_Exercise directions_. Your answer should be every line of the records that contains the word "positive".

_Dataset_.
Content starts

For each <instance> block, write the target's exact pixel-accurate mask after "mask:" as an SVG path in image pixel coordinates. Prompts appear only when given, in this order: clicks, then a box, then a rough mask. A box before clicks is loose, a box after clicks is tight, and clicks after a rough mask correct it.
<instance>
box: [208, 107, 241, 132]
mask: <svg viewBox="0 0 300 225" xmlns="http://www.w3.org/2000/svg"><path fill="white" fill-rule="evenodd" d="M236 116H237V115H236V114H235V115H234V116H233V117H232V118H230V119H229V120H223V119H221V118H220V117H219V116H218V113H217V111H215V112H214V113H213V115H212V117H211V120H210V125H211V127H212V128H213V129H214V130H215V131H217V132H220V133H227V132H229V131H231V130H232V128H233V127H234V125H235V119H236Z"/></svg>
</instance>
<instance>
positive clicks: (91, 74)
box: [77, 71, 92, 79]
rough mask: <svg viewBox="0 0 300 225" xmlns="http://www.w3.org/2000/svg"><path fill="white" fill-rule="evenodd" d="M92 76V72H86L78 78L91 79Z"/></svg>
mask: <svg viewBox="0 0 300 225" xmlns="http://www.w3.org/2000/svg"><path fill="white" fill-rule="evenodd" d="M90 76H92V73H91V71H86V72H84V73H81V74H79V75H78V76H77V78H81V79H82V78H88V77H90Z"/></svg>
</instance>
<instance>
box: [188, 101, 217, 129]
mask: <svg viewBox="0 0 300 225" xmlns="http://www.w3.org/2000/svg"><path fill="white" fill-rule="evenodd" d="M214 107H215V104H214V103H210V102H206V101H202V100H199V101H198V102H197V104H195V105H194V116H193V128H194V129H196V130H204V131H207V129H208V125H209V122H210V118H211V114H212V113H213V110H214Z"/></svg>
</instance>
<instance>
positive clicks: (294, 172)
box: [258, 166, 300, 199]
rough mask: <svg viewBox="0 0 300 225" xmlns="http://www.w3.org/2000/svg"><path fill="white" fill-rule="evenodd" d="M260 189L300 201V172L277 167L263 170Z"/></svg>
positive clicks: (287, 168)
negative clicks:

Content ends

_Solution for this exercise_.
positive clicks: (91, 74)
positive clicks: (294, 172)
positive clicks: (287, 168)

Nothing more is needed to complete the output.